-- Requirement --
Where does the word "below" appear in the data? Copy every line that holds it.

-- Records provided --
Start of Block
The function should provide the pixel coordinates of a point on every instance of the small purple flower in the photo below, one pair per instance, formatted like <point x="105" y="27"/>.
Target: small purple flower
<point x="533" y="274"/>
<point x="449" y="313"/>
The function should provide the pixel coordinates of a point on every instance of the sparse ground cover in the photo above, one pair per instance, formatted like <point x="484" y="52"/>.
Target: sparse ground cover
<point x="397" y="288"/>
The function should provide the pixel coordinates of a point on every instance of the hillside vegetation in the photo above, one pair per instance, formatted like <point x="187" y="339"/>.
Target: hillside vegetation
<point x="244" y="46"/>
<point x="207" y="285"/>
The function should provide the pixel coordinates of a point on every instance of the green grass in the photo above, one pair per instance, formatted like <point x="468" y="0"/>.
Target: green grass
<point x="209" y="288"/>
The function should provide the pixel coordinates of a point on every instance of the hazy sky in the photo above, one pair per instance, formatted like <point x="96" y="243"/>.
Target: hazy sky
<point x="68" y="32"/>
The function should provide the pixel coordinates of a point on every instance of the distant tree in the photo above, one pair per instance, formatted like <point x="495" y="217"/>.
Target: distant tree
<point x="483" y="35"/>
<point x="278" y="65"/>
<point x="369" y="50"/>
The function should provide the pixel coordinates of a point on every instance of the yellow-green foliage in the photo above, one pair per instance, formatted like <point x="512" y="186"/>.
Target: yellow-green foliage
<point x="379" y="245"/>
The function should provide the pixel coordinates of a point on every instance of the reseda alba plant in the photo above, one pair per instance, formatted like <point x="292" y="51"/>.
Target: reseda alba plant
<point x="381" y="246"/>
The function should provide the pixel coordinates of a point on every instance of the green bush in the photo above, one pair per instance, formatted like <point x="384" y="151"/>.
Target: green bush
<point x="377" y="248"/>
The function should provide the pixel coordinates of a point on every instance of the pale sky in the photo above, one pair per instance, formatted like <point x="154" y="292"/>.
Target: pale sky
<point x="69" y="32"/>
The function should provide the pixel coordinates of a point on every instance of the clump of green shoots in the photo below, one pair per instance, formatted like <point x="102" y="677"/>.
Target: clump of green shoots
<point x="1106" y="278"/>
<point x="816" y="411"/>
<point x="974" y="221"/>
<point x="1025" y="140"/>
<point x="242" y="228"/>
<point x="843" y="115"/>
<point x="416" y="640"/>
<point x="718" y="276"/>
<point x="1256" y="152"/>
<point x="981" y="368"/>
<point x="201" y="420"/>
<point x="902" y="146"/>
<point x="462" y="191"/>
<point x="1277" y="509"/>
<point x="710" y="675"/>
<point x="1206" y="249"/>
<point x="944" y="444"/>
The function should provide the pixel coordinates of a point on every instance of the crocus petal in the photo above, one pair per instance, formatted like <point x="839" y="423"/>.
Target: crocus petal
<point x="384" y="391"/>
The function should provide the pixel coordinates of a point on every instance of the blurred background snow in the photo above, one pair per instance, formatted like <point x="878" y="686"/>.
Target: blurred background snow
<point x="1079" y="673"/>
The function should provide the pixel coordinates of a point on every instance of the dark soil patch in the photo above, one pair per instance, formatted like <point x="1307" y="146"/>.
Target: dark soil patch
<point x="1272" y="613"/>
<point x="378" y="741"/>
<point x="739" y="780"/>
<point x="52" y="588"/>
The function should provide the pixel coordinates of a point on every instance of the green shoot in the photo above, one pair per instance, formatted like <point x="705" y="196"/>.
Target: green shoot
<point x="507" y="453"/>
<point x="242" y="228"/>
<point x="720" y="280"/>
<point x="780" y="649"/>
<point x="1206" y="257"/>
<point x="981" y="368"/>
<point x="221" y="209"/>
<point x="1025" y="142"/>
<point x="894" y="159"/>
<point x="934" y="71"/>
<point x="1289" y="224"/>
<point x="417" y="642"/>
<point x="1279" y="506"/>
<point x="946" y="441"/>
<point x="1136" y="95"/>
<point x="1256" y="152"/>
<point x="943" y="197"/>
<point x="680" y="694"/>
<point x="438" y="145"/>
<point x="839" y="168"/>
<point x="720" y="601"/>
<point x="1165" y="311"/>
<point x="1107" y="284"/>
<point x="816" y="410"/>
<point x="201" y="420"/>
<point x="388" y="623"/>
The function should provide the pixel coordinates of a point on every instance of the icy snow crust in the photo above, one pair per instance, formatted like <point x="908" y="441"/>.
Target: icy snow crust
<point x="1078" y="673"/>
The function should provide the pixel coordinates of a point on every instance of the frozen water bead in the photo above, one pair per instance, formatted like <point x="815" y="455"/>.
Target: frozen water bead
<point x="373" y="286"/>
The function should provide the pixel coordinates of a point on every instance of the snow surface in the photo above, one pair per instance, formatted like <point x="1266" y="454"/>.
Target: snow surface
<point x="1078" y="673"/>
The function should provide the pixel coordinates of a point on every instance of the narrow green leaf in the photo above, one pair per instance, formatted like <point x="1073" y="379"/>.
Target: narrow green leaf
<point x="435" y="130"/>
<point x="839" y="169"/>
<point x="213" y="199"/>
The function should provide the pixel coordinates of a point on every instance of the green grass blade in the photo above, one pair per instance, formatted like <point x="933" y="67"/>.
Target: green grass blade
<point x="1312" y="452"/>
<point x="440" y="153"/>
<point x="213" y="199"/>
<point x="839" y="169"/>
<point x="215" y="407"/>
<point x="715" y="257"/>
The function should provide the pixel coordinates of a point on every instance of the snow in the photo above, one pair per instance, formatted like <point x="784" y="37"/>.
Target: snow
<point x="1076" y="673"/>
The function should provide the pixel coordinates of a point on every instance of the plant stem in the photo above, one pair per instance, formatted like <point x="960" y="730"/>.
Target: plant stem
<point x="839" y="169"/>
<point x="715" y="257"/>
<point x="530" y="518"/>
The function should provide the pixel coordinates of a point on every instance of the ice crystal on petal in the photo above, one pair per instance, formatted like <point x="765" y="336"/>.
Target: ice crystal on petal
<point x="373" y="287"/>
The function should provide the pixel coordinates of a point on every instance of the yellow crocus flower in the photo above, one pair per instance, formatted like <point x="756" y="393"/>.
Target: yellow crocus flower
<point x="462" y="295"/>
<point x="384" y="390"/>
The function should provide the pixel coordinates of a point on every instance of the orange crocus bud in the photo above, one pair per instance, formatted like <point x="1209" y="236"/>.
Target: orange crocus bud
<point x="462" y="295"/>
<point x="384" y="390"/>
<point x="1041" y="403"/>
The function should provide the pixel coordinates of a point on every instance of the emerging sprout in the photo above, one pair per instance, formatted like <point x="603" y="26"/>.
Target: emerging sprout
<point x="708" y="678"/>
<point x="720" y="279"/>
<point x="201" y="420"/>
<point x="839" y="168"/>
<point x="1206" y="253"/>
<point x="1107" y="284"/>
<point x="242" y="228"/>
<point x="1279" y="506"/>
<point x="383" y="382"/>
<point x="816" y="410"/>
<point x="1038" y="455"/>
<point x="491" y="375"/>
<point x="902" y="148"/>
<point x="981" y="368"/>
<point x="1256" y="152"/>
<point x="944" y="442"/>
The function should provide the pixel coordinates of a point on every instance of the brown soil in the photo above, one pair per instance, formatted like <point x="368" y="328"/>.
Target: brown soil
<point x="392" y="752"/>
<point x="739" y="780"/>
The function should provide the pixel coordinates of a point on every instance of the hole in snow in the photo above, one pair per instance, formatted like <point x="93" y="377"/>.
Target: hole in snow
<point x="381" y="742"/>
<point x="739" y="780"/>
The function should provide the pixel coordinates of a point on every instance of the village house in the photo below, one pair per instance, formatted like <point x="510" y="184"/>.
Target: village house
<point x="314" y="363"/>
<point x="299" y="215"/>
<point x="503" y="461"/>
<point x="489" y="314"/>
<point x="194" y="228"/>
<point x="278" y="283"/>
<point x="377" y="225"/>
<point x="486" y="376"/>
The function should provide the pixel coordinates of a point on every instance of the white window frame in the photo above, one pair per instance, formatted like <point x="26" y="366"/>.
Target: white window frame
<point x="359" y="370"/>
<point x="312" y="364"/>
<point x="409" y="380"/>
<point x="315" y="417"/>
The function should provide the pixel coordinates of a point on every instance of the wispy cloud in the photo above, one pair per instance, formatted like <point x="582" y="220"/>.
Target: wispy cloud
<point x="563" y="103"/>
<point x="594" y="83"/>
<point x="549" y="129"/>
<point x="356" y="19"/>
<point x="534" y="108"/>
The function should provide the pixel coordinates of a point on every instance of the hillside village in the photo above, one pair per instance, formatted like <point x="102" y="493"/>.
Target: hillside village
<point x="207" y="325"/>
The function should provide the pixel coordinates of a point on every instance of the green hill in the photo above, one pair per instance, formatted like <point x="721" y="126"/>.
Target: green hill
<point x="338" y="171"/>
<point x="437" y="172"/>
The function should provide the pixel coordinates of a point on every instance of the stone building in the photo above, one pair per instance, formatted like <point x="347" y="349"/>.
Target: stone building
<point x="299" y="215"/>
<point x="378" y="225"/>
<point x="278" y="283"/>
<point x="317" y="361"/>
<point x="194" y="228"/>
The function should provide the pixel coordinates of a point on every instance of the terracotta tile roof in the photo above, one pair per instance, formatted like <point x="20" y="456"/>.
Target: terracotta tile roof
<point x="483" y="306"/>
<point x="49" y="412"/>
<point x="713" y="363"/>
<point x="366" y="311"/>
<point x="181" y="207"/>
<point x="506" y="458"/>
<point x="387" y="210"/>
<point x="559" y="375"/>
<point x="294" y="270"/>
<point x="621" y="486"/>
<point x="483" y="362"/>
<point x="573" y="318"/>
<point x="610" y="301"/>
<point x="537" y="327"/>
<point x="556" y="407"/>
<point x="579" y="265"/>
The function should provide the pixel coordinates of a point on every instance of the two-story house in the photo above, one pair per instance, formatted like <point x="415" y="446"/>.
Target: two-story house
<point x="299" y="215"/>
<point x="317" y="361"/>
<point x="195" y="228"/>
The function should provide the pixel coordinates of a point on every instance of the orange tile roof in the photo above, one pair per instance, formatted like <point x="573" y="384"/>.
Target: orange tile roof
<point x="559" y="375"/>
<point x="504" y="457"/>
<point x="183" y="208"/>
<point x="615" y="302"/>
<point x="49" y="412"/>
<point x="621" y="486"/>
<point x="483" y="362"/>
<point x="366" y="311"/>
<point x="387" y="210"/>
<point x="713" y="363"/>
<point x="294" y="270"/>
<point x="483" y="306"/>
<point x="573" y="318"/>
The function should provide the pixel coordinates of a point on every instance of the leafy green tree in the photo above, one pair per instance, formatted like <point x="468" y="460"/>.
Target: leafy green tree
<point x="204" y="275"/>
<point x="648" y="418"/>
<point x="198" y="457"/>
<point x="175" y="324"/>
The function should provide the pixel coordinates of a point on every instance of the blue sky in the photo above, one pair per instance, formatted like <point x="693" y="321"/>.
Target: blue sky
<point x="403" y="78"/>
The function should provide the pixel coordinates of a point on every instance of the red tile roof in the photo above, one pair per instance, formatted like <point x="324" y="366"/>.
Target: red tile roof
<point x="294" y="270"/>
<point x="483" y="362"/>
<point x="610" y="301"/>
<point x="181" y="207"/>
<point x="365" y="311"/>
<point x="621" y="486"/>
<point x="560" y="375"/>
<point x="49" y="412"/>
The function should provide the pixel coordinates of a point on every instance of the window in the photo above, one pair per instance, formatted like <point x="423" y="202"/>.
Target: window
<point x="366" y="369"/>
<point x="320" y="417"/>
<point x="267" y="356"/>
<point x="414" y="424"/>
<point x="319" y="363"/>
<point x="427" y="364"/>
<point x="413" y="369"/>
End of Block
-- Result for this exercise --
The function should provide the pixel coordinates of a point on every instance of the small purple flower in the photo below, one pair per instance, formatted like <point x="105" y="27"/>.
The function should provide the pixel coordinates of a point on every instance of the clump of green shoots in the photo below, one pair per instance, formatted like <point x="102" y="677"/>.
The function should provide the pixel coordinates of a point on every instance of the village house in the photo below, one pair per instance, formatted like <point x="510" y="184"/>.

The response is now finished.